Start
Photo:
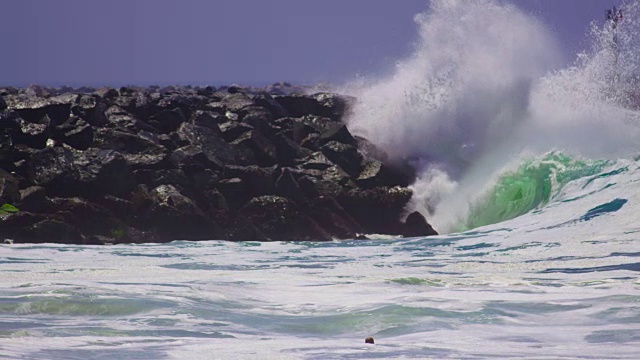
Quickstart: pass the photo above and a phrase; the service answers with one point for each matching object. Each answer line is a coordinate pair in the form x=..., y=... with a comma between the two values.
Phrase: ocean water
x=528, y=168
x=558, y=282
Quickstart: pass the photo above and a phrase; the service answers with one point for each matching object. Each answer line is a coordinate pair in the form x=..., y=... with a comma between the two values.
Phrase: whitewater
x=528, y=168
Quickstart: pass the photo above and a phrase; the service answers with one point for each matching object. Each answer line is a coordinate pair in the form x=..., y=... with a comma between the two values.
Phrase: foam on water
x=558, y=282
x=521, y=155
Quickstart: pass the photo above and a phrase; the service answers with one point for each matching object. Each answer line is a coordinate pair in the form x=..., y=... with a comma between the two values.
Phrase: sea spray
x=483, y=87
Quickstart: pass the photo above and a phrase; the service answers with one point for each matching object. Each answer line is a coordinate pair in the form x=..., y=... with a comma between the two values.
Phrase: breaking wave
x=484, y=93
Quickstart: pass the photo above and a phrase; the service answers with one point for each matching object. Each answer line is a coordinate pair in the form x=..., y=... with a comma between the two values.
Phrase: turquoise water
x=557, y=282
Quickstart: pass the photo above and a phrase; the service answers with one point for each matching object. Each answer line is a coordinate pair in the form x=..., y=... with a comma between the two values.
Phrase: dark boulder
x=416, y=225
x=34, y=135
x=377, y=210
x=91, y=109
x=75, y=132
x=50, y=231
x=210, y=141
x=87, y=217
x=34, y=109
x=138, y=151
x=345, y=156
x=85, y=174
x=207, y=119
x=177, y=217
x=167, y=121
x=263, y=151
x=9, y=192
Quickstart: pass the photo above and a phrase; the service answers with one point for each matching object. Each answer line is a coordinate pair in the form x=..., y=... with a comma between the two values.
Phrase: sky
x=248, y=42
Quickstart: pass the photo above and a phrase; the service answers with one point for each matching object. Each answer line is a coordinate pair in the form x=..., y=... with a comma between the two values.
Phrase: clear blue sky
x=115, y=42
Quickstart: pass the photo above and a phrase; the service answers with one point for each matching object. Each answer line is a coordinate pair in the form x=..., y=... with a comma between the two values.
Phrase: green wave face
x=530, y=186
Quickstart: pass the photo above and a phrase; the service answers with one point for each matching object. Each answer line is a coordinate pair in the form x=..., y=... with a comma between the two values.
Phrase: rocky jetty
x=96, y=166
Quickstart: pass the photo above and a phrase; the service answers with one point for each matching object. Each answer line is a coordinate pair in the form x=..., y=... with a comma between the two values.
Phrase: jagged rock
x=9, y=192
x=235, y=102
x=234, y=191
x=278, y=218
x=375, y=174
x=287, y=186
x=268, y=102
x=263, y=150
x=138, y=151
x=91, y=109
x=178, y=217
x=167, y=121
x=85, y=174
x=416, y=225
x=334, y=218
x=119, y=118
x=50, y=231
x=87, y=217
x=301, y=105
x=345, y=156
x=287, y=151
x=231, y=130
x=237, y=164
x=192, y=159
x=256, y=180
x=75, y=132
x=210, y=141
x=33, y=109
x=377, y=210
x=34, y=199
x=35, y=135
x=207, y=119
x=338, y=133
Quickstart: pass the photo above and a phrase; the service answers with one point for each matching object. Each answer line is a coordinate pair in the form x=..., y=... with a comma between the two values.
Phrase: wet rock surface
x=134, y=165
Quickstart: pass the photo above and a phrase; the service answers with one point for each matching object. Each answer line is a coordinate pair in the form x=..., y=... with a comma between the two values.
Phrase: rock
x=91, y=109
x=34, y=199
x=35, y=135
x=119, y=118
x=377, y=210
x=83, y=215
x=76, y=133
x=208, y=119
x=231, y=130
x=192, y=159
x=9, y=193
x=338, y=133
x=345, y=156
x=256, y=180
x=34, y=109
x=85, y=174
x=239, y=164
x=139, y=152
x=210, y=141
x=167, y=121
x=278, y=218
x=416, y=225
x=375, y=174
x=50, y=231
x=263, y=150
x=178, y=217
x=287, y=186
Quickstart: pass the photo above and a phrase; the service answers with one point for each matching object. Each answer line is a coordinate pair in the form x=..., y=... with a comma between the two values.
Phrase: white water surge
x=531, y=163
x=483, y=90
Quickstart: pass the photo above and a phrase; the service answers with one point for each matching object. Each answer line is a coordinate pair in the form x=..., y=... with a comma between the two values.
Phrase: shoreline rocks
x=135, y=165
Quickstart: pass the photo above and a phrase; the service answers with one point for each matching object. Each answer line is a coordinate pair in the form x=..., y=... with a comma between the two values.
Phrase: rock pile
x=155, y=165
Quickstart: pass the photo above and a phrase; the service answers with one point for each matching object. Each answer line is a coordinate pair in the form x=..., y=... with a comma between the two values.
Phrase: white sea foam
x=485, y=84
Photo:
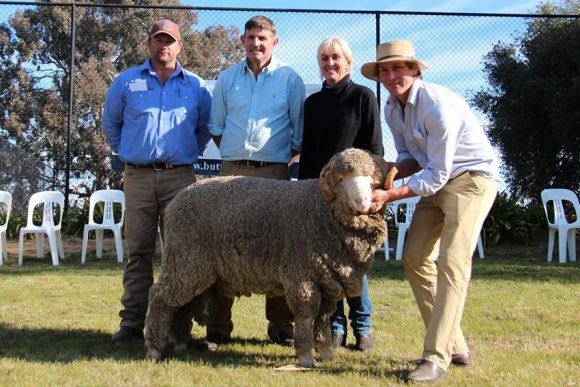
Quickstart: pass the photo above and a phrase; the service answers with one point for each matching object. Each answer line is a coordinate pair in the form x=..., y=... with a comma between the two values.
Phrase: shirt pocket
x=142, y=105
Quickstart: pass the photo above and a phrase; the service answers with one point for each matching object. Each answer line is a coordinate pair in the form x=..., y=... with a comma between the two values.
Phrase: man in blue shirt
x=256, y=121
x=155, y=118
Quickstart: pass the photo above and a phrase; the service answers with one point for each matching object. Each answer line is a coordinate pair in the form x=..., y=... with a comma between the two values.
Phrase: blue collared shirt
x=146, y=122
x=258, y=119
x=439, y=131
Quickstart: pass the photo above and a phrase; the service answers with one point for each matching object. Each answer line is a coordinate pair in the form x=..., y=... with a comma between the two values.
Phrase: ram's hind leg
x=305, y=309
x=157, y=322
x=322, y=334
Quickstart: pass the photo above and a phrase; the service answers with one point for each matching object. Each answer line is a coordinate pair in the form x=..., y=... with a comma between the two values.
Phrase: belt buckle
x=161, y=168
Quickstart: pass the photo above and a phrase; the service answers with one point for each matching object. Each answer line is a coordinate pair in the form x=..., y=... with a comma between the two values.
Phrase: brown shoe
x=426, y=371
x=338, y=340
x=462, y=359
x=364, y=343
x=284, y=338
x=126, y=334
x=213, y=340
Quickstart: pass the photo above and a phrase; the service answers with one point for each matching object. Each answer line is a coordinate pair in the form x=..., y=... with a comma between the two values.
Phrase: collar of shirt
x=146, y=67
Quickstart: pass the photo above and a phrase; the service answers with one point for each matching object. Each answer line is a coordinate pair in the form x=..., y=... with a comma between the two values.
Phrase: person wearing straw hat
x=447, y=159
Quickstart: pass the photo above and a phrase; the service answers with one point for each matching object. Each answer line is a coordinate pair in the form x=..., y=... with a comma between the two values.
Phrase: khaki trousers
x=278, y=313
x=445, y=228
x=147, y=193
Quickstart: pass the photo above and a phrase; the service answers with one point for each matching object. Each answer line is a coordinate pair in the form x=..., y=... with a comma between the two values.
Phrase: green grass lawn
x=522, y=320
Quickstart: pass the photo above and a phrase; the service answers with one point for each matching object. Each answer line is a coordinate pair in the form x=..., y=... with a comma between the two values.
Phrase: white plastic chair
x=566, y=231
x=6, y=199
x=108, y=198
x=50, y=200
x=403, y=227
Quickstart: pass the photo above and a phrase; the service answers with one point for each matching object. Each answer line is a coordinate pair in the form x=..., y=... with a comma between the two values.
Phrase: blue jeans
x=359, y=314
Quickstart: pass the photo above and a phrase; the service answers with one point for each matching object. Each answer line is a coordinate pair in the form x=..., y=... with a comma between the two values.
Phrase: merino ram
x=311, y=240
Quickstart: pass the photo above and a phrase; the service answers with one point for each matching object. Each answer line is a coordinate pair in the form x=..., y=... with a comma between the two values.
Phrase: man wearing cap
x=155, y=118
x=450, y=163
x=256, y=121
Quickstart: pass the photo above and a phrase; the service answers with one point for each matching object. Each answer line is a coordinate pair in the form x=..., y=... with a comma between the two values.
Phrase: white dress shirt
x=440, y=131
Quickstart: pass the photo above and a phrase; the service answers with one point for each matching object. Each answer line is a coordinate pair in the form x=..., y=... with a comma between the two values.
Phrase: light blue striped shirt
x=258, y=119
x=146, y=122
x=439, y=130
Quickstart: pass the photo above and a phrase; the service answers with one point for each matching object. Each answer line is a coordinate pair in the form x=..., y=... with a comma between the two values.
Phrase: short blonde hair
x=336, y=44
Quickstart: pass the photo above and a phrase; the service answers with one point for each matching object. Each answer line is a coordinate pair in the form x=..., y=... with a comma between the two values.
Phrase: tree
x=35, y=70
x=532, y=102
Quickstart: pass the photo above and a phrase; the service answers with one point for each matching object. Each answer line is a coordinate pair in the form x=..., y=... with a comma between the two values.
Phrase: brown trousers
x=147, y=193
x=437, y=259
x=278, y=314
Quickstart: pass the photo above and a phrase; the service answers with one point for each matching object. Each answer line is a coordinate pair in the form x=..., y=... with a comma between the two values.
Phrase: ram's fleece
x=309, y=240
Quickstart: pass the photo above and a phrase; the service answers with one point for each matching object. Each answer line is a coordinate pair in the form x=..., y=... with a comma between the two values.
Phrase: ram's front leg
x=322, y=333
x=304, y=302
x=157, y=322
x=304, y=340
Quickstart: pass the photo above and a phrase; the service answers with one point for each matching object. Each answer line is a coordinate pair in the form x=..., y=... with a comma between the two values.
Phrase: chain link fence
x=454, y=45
End
Start
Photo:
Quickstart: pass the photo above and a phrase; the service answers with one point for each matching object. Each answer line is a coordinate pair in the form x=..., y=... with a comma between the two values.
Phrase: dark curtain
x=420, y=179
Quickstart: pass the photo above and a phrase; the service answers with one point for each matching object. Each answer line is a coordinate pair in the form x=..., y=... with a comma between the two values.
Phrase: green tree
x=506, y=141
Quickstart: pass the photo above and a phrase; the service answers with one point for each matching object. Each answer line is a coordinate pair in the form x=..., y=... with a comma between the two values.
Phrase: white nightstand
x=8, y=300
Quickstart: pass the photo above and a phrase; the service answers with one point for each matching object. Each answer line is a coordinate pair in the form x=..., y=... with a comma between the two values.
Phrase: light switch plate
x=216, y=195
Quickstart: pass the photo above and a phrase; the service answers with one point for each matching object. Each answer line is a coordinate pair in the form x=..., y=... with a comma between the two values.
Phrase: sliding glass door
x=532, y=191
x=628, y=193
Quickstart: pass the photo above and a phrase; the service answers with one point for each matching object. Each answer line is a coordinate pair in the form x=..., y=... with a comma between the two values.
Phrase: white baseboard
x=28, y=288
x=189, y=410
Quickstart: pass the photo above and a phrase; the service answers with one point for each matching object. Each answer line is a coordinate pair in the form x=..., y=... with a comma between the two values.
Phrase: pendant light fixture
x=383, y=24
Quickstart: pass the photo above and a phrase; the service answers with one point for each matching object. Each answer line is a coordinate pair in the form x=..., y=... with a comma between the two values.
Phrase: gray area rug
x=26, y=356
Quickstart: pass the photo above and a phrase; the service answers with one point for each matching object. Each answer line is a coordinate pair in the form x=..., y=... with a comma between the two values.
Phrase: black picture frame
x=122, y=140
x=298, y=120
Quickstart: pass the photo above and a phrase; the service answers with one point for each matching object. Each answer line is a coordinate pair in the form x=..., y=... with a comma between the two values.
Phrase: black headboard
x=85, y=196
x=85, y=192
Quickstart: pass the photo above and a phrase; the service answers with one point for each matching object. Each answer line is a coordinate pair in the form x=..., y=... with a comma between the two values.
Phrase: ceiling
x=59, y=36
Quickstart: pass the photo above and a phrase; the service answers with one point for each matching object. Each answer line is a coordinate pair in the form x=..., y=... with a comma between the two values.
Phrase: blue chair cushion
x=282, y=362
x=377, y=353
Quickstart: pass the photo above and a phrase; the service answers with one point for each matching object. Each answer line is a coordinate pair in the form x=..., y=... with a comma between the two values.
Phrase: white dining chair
End
Exercise goal:
Please state how many lines in the entries above contain the word "wearing". Reply with the number alone.

Finished answer:
2